- **WHAT YOU NEED TO DO**
Put every line of the items below into a JSON list of strings, one string per line, and leave out any blank lines.
====
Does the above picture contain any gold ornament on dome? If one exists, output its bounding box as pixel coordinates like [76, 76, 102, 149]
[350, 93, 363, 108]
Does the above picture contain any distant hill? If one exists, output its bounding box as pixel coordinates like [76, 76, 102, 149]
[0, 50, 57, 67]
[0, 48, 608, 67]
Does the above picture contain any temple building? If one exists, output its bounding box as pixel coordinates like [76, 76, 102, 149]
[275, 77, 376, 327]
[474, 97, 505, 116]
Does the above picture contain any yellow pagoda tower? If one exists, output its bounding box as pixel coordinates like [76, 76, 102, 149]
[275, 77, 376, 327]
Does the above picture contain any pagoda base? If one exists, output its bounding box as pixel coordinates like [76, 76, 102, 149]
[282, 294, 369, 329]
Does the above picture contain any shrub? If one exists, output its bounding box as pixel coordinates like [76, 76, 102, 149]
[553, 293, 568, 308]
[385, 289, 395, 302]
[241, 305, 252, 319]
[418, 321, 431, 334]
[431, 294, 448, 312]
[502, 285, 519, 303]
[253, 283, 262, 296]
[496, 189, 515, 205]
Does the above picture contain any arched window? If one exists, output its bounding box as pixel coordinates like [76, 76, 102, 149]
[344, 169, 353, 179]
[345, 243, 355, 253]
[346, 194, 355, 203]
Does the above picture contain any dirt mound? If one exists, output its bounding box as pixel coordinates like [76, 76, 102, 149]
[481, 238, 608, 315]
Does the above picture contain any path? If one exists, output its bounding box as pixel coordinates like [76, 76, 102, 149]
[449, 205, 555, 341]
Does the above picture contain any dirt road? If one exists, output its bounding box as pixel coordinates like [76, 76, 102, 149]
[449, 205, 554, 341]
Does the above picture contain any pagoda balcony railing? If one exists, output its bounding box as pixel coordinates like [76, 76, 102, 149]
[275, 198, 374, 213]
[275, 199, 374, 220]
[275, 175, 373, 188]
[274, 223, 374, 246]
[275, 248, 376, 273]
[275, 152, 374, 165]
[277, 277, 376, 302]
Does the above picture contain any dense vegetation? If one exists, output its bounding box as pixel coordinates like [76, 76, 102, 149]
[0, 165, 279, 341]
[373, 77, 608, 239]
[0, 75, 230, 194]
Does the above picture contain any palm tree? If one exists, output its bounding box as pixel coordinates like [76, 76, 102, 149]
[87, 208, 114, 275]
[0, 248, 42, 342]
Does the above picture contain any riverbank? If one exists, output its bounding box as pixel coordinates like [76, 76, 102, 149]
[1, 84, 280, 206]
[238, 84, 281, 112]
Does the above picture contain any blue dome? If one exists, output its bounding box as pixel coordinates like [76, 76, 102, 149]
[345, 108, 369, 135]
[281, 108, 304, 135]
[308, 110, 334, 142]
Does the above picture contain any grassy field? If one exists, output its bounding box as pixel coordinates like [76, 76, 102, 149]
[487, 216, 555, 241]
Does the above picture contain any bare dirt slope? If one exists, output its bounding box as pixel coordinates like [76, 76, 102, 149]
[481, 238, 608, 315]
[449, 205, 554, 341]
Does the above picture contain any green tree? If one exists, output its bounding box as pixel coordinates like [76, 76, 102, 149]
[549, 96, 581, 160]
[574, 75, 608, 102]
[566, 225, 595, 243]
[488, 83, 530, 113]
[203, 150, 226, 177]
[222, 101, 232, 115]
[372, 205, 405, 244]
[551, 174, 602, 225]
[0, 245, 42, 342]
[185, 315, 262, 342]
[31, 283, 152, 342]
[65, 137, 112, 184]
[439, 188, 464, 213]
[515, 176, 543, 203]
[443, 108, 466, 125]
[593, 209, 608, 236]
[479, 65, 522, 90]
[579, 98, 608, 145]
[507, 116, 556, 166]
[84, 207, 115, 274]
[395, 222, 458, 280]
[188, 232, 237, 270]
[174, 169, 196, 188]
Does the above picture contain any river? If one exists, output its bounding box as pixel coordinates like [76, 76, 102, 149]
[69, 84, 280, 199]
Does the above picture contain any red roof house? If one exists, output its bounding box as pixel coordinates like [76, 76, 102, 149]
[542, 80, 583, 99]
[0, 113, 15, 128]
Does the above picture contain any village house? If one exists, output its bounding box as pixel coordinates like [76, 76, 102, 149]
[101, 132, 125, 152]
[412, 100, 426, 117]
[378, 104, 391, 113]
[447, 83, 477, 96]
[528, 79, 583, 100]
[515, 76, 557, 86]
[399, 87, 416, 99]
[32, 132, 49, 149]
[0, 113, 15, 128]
====
- **RESULT OF THIS EXERCISE**
[
  "Does the above picture contain any gold ornament on dome? If one exists, output its bounding box as pixel coordinates like [76, 76, 102, 149]",
  "[350, 93, 363, 108]",
  "Does the above picture contain any distant hill? If one exists, output its bounding box as pixel coordinates like [76, 76, 102, 149]",
  "[0, 50, 57, 67]",
  "[0, 48, 608, 67]",
  "Does the above picture contain any temple building? If one exists, output its bounding box as pixel coordinates like [76, 76, 102, 149]",
  "[275, 77, 376, 327]",
  "[474, 97, 505, 116]",
  "Does the above picture contain any yellow pagoda tower? If one exists, output its bounding box as pixel coordinates like [76, 76, 102, 149]",
  "[275, 77, 376, 327]",
  "Does the above picture contain any pagoda base? If one exists, output its bounding box as pixel coordinates like [76, 76, 102, 149]",
  "[282, 294, 369, 329]",
  "Does the above picture contain any shrub? If one exists, output its bounding box as pixel coordinates like [76, 76, 102, 149]",
  "[553, 293, 568, 308]",
  "[385, 289, 395, 302]",
  "[241, 305, 252, 319]",
  "[418, 321, 431, 334]",
  "[431, 294, 448, 312]",
  "[502, 285, 519, 303]",
  "[253, 283, 262, 296]",
  "[496, 189, 515, 205]",
  "Does the above picture contain any arched window? If one exists, output its bounding box as pixel coordinates like [76, 76, 102, 149]",
  "[344, 169, 353, 179]",
  "[345, 243, 355, 253]",
  "[346, 194, 355, 203]",
  "Does the above picture contain any dirt mound? If one exists, output its bounding box as pixel coordinates like [76, 76, 102, 149]",
  "[481, 238, 608, 315]",
  "Does the above picture contain any path? If one exists, output its bounding box as pixel coordinates like [76, 76, 102, 149]",
  "[449, 205, 555, 341]",
  "Does the above picture contain any dirt road? If one exists, output its bounding box as pixel coordinates like [76, 76, 102, 149]",
  "[449, 205, 554, 341]",
  "Does the above picture contain any pagoda balcony railing? If one exists, output its bounding box as pixel coordinates like [76, 76, 102, 149]",
  "[275, 198, 374, 213]",
  "[275, 199, 374, 220]",
  "[275, 175, 373, 188]",
  "[274, 223, 374, 246]",
  "[275, 248, 376, 273]",
  "[275, 152, 374, 165]",
  "[277, 277, 376, 302]",
  "Does the above picture contain any dense vegetation? If one exists, output its bounding box as pixel coordinates like [76, 76, 102, 149]",
  "[0, 165, 279, 341]",
  "[373, 77, 608, 239]",
  "[0, 75, 230, 194]",
  "Does the above picture contain any palm tree? If one exists, output its bounding box as pixel coordinates like [76, 76, 102, 149]",
  "[87, 208, 114, 275]",
  "[0, 248, 42, 342]",
  "Does the above picture contain any riverbank? If one exists, output its bounding box as pixel coordinates like [76, 76, 102, 149]",
  "[1, 84, 280, 206]",
  "[238, 84, 281, 112]",
  "Does the above picture contain any blue dome? If one exists, output its bounding box as pixel coordinates like [76, 76, 102, 149]",
  "[345, 108, 369, 135]",
  "[281, 108, 304, 135]",
  "[308, 110, 334, 142]",
  "Does the above picture contain any grassy field? If one exists, output its bounding box as pixel coordinates like [76, 76, 102, 149]",
  "[487, 216, 555, 241]",
  "Does the above picture contain any bare dirt slope? If one exists, output its bounding box as pixel coordinates like [76, 76, 102, 149]",
  "[481, 238, 608, 315]",
  "[449, 205, 554, 341]",
  "Does the above picture contain any green tree? If one exists, output its bounding box as pixel coordinates like [76, 76, 102, 149]",
  "[549, 96, 581, 160]",
  "[574, 75, 608, 102]",
  "[566, 225, 595, 243]",
  "[488, 83, 530, 113]",
  "[203, 150, 226, 177]",
  "[222, 101, 232, 115]",
  "[372, 205, 405, 244]",
  "[551, 174, 602, 225]",
  "[0, 245, 42, 342]",
  "[185, 315, 262, 342]",
  "[31, 283, 152, 342]",
  "[65, 137, 112, 184]",
  "[439, 188, 464, 213]",
  "[515, 176, 543, 203]",
  "[443, 108, 466, 125]",
  "[593, 209, 608, 236]",
  "[479, 65, 522, 90]",
  "[579, 98, 608, 145]",
  "[507, 116, 556, 166]",
  "[84, 207, 115, 274]",
  "[395, 222, 458, 280]",
  "[188, 232, 237, 270]",
  "[174, 169, 196, 188]",
  "Does the above picture contain any river? If one exists, output its bounding box as pixel coordinates like [76, 76, 102, 149]",
  "[69, 84, 280, 199]",
  "Does the above picture contain any red roof house? If one exists, output its bounding box as pixel coordinates like [76, 76, 102, 149]",
  "[542, 80, 583, 99]",
  "[0, 113, 15, 128]",
  "Does the above picture contain any village house? If one exists, output its bounding box as pixel coordinates like [76, 76, 102, 149]",
  "[101, 132, 125, 152]",
  "[412, 100, 426, 117]",
  "[378, 104, 391, 113]",
  "[447, 83, 477, 96]",
  "[528, 79, 583, 100]",
  "[515, 76, 557, 86]",
  "[399, 87, 416, 99]",
  "[32, 132, 49, 149]",
  "[0, 113, 15, 128]"
]